### Provided data
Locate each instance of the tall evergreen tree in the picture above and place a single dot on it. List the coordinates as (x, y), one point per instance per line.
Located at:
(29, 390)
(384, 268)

...

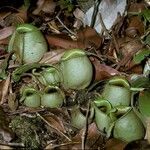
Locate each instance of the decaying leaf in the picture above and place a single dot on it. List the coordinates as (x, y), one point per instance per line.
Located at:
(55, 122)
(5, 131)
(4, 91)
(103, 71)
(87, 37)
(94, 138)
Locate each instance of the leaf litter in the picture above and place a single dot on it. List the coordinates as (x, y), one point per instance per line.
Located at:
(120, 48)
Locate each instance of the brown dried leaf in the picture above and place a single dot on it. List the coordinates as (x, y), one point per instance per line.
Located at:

### Do this
Show every line in the two blocks of lines above that contains the word "leaf".

### Task response
Locate each instance of the decaying leaf in the picture above and place a single dot on it. List the coordinates as (x, y), one point per instance per line.
Locate each instance of the leaf litter in the picture above and place a single dot on it. List the coordinates as (x, y), one point per instance per line.
Locate each instance of the brown dried leaf in the picture above and place a single dot on it. List the coordinates as (x, y), one point per instance per line.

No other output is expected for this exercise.